So this might be a good time to ask.
Is FreeBSD ever going to get LUKS support?
Because that's pretty much the only thing that keeps me from using it.
inb4 GELI
That only works on FreeBSD, and I need it to work on Linux as well

So they were 3 months behind schedule and this is a tragedy? Debian often gets a year or two behind and people actually use it, unlike FreeBSD.

What the fuck guy, why would they want it? They already have something far superior with ZFS.

It has come to that, sadly.

I just don't see much of a reason to as it's now so far behind Linux in almost every way. Performance, features, usability, they're all lacking. bhyve still doesn't even handle graphical consoles despite support being over a decade old on Linux. Look at the clusterfuck that is installing Windows as a guest:
wiki.freebsd.org/bhyve/Windows
Imagine troubleshooting RDP failing on a server that's been up for a few months, it would take forensic tools.

I am aware of that fam. I have a lot of old back up drives that are luks encrypted, so either I need to keep one linux machine and do backups over the network, or I just don't use FreeBSD until it supports luks.
If DragonflyBSD can do it, so can FreeBSD.

Performance is just fine for most things, not everyone likes these benchmarks, but you can see here it doesn't lag behind linux in much, and wins out in many disk tests.

phoronix.com/scan.php?page=article&item=3bsd-10linux&num=4

Features and usability mean different things to different people, but they certainly have a smaller developer pool so they focus on the server side at the expense of laptops. I don't have much experience with bhyve, but I much prefer BSD jails to any of the linux container solutions.

I'm not a fan at all of jails or containers. They're poor security as they have a huge surface area notorious for holes protected entirely by software. I'd rather just pay for more ram and use kvm.

I flipped my shit when I learned about Zones on Solaris and Jails on BSD, you can spin these things up with templates in seconds with no resource hit, branded zones and linuxulator jails are crazy too.


Can you elaborate? They're as secure as you configure them which by default is pretty restrictive. I wouldn't say they're notorious for holes in the same way I wouldn't say that about anything, you'll only ever hear of a compromise never the lack of one. Reports of people saying things like "don't do this specific thing like I did" much like they do for a lot of software.

Containers have a bad rep because linux handled containers like absolute retards.

Containers aren't really containers in linux, they're an abstraction of cgroups, which meant before it got more standardised the teething issues were huge.

Zones and Jails are different beasts, built from the ground up to be secure.

Containers as a concept is better than kvm, it's not just about ram, plus using templates is fantastic.

How does the power consumption of FreeBSD compares to a modern GNU/Linux with TLP and powertop?
Are there similar tools on there?

FreeBSD power consumption is at best an afterthought, the only BSD with good power consumption is OpenBSD because they dogfood on thinkpads.

What about NetBSD? Always thought it would be cool to run an OS powering space stations projects.
netbsd.org/gallery/research.html

It's officially released:

freebsd.org/releases/11.0R/announce.html

But aren't the isos in the ftp the exact same Sept 29 versions as before?

That's really strange, yeah they're all dated Sept 29. I think they fucked up for a second time.

This is strange too.

Please note, as a result of the timing between the withdrawn FreeBSD 11.0-RELEASE images being available before the official announcement and several last-minute issues being discovered, uname(1) will display FreeBSD 11.0-RELEASE-p1, as the images were generated from a patch-level revision of the releng/11.0 branch. Users that have installed FreeBSD 11.0-RELEASE from the images originally available on the mirrors or from freebsd-update(8) prior to the rebuild of the final release are urged to upgrade their systems to FreeBSD 11.0-RELEASE-p1 immediately. Users upgrading from system source code should use releng/11.0 revision r306420.

The latest revision in SVN is 307004, not 306420. Do they want people to use the old ISO's and then patch afterwards?

→ **Problem to solve**: In the FreeBSD discussion, which revision should users upgrading from system source code use?

Region pointing data
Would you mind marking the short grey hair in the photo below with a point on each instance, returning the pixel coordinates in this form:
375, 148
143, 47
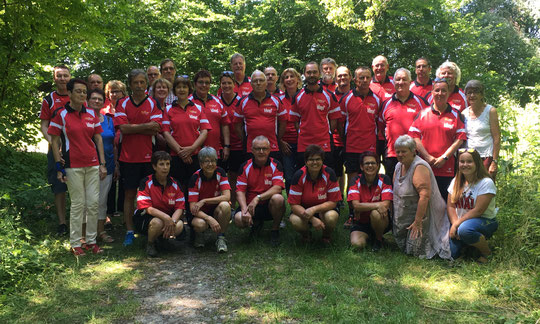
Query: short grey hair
260, 138
136, 72
405, 141
452, 66
403, 70
207, 152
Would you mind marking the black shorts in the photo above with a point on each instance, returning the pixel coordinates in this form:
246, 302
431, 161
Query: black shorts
141, 221
132, 173
57, 187
262, 212
352, 162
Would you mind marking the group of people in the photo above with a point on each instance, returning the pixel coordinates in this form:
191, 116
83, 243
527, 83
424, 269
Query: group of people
317, 136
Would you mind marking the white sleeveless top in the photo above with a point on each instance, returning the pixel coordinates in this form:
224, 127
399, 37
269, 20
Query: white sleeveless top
479, 132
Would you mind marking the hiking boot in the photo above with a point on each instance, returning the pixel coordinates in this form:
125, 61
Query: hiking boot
221, 244
151, 249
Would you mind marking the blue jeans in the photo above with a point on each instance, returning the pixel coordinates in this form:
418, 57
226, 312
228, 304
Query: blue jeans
469, 233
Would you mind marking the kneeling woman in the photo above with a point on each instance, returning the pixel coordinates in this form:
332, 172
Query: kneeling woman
313, 196
209, 195
471, 205
160, 204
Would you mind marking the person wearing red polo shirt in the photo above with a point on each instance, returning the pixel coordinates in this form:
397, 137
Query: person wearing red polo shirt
258, 191
77, 165
52, 102
315, 112
209, 195
361, 110
328, 72
371, 196
438, 132
262, 114
138, 118
313, 196
456, 97
160, 204
216, 115
423, 84
397, 115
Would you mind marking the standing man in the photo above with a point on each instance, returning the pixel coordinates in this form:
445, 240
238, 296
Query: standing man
258, 191
168, 71
262, 114
52, 102
315, 112
423, 83
138, 118
328, 71
271, 80
397, 115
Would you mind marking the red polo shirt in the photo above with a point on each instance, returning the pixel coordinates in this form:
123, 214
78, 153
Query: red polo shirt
186, 124
167, 199
457, 99
396, 118
136, 148
201, 187
437, 132
381, 190
50, 103
291, 134
78, 130
216, 115
313, 110
256, 180
361, 114
421, 90
308, 193
383, 90
261, 118
235, 141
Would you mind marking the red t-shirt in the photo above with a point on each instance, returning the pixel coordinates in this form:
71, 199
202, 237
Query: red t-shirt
381, 190
256, 180
261, 118
308, 193
235, 141
201, 187
78, 130
184, 125
421, 90
396, 118
438, 132
136, 148
313, 109
50, 103
216, 115
457, 99
361, 114
383, 90
167, 199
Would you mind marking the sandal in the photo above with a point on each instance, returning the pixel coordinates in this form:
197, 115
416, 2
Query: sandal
105, 238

→ **Result**: releng/11.0 revision r306420